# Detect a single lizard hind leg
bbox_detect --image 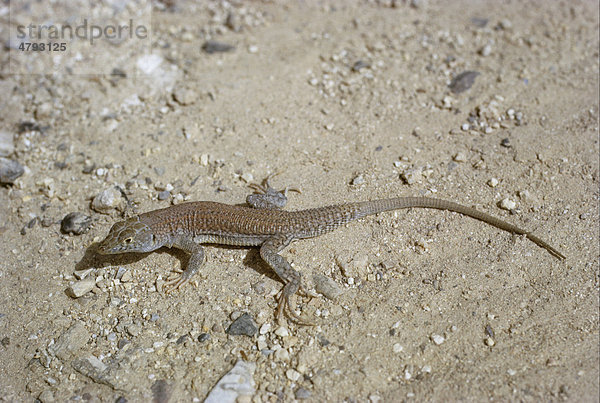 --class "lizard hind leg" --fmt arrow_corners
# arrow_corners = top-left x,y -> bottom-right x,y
260,235 -> 314,325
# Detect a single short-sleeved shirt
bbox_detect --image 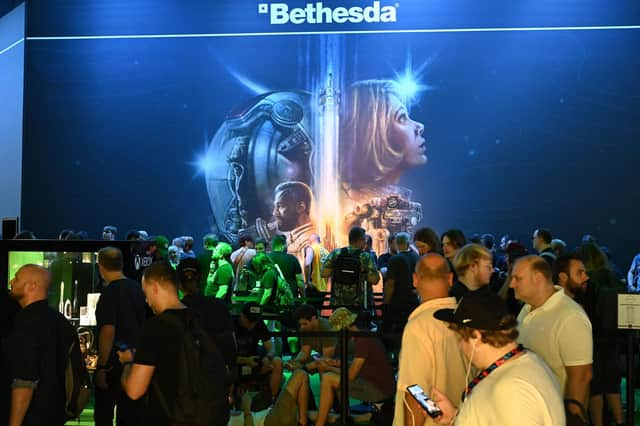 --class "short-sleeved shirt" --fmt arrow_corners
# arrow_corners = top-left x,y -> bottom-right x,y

··········

▶ **WHAT IS EXPECTED**
Pull out every line in the entries above that contains the string 'single', treating uppercase and lowercase letters as distinct.

▶ **FINISHED EXERCISE**
# Detect a single lizard hind leg
# Detect a single short-sleeved shirt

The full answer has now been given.